-- START OF Data extract --

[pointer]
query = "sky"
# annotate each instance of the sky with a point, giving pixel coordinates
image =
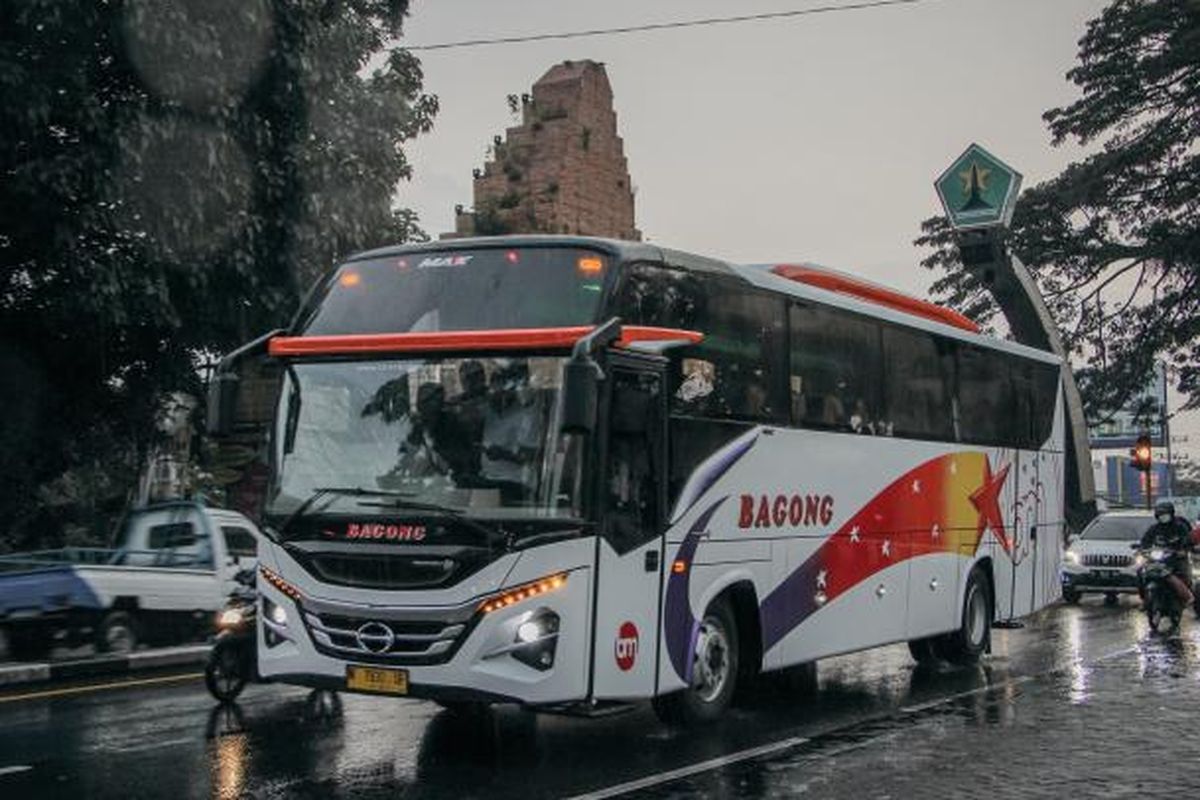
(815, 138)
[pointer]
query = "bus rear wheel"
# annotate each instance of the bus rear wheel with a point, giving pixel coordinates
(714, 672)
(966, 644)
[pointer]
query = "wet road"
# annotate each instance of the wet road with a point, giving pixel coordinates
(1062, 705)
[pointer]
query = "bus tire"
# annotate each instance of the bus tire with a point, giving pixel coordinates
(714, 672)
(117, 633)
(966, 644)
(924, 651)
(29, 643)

-- END OF Data extract --
-- START OF Data extract --

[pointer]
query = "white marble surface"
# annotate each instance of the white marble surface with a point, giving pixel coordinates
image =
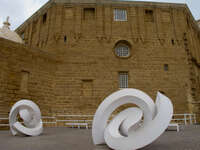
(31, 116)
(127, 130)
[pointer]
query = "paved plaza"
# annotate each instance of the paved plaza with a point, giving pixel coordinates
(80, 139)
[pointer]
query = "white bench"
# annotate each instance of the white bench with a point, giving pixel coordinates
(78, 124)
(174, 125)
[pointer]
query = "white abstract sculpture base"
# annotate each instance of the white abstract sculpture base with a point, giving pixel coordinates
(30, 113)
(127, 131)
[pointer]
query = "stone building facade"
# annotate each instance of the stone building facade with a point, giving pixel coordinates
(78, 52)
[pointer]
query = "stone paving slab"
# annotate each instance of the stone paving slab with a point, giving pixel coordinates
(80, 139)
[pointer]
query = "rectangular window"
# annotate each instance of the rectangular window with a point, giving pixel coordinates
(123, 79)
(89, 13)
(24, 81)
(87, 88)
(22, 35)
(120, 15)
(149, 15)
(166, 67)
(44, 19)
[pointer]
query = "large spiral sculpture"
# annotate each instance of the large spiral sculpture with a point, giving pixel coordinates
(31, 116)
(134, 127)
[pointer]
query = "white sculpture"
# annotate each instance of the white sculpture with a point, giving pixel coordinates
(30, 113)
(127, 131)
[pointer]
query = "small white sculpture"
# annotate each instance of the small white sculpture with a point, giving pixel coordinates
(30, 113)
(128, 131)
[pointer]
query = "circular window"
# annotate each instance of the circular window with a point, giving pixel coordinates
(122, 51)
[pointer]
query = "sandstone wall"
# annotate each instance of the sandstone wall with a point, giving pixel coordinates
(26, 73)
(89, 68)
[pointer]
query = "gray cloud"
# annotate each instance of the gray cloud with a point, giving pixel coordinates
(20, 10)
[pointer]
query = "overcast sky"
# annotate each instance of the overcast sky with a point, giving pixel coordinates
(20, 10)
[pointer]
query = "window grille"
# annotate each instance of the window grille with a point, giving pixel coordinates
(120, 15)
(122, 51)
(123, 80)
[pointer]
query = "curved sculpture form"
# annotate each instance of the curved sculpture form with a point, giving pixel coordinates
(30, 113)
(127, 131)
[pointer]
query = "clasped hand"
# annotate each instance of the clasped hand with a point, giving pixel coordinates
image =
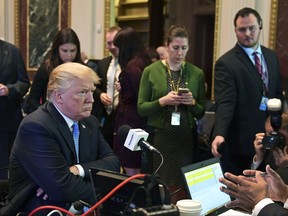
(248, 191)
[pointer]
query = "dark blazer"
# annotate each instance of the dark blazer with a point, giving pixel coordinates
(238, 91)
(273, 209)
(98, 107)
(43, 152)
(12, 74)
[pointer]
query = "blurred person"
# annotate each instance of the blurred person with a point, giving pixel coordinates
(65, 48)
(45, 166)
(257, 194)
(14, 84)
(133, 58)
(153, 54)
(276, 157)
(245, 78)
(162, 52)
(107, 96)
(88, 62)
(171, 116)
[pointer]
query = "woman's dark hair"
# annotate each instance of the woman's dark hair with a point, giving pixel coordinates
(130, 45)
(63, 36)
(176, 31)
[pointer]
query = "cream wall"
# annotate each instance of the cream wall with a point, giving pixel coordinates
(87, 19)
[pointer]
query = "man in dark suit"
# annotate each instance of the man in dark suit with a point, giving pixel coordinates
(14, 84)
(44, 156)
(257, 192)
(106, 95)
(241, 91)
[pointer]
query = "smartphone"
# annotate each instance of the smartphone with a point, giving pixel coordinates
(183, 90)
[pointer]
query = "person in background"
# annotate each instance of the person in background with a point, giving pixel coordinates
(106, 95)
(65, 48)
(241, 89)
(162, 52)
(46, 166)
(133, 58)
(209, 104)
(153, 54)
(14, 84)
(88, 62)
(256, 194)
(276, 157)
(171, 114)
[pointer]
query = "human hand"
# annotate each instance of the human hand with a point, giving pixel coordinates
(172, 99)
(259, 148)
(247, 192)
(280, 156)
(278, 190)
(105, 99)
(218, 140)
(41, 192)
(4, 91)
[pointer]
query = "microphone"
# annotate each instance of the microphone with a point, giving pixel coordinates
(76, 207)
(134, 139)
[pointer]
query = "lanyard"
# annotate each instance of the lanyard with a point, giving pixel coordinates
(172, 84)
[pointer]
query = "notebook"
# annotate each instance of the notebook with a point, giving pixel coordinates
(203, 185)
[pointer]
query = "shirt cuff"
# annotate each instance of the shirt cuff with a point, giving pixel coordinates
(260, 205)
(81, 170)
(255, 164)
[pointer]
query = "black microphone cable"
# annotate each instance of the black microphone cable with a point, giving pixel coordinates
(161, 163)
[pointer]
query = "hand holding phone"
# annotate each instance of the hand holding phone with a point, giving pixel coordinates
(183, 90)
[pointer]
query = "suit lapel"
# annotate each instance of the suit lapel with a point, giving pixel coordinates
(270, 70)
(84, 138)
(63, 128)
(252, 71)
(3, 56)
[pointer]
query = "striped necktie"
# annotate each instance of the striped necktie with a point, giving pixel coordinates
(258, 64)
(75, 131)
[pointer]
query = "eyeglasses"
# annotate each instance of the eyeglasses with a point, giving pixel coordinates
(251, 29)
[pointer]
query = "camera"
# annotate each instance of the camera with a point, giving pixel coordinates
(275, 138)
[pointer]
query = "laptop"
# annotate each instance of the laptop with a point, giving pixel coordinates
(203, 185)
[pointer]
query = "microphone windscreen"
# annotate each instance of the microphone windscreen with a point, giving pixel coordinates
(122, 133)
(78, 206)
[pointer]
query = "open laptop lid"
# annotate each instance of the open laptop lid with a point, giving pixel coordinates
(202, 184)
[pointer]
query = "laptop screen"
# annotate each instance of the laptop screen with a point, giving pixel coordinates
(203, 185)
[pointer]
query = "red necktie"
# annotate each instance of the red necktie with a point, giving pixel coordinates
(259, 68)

-- END OF Data extract --
-- START OF Data extract --

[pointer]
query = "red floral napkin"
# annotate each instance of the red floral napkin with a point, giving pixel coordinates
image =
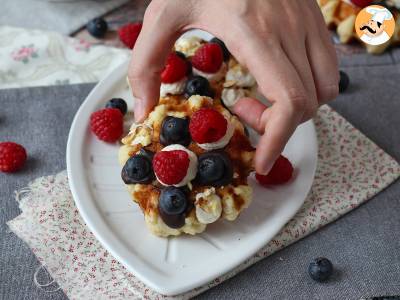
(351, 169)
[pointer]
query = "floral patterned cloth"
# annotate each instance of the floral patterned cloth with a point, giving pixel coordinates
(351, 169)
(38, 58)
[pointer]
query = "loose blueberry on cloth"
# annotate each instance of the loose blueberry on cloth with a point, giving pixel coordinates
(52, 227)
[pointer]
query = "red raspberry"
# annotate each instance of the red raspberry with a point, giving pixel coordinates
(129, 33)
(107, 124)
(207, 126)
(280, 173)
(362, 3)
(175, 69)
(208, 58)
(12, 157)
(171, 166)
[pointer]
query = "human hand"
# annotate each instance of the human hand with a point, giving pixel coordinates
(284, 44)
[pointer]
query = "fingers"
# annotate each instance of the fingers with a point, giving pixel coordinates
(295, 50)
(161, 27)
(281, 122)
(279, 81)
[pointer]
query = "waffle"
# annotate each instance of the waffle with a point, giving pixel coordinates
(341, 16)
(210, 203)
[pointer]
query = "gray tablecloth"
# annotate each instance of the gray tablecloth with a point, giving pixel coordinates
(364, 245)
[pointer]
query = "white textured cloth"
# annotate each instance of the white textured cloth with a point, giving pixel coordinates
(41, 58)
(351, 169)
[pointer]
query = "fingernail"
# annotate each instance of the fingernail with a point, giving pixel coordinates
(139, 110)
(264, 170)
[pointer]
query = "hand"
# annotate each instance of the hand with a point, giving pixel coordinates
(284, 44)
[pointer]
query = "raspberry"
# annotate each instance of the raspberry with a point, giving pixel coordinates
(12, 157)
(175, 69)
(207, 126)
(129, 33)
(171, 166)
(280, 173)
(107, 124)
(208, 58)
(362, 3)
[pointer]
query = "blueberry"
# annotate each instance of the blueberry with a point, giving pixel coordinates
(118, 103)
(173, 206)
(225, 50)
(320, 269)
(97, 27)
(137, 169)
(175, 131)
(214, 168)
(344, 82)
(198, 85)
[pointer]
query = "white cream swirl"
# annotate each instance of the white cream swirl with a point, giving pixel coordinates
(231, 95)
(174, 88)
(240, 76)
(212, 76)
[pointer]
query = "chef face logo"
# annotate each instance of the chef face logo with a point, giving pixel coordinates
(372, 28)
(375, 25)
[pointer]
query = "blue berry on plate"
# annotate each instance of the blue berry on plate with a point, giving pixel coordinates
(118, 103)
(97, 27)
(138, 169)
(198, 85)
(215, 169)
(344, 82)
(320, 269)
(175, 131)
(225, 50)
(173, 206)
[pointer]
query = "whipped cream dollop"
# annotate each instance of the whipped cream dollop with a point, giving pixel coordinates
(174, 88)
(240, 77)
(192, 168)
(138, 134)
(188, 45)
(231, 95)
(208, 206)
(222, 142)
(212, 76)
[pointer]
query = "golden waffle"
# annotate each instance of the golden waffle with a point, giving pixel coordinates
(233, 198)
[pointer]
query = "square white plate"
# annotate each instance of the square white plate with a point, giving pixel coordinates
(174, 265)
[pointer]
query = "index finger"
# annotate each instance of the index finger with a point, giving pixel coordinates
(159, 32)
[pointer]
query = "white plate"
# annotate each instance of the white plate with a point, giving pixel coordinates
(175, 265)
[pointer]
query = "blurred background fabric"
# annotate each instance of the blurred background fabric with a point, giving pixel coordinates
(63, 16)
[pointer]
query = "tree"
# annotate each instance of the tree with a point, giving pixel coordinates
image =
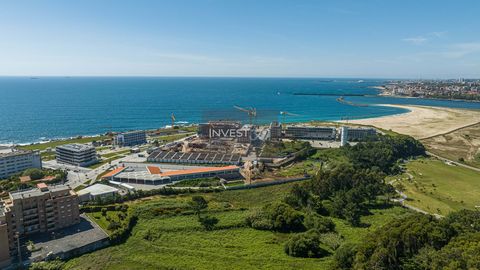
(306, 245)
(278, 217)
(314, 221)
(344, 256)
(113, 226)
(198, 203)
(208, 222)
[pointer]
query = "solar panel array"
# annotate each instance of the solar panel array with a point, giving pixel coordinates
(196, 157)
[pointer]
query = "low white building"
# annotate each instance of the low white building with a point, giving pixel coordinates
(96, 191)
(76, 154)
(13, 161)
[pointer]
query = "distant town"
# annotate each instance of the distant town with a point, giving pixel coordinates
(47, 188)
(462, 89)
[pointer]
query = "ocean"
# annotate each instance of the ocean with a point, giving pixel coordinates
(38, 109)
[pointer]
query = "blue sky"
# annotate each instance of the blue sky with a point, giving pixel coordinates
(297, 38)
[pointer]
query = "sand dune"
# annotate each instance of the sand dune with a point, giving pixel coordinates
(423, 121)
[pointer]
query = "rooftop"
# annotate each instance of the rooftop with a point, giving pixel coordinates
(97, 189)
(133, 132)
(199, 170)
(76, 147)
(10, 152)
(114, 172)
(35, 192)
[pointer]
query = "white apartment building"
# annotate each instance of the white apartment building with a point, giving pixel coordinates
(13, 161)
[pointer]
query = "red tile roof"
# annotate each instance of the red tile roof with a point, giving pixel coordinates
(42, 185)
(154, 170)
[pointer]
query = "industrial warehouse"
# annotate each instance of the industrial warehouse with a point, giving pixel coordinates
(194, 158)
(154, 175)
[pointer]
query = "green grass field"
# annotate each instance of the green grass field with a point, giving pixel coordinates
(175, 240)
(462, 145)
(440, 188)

-- END OF Data extract --

* Stated exercise *
Locate each line in the entries above that contains the string "blazer" and copy those lines out. Matching is case-sensitive.

* Written response *
query = "dark blazer"
# annotate each instance of the dark blazer with a point, giving pixel coordinates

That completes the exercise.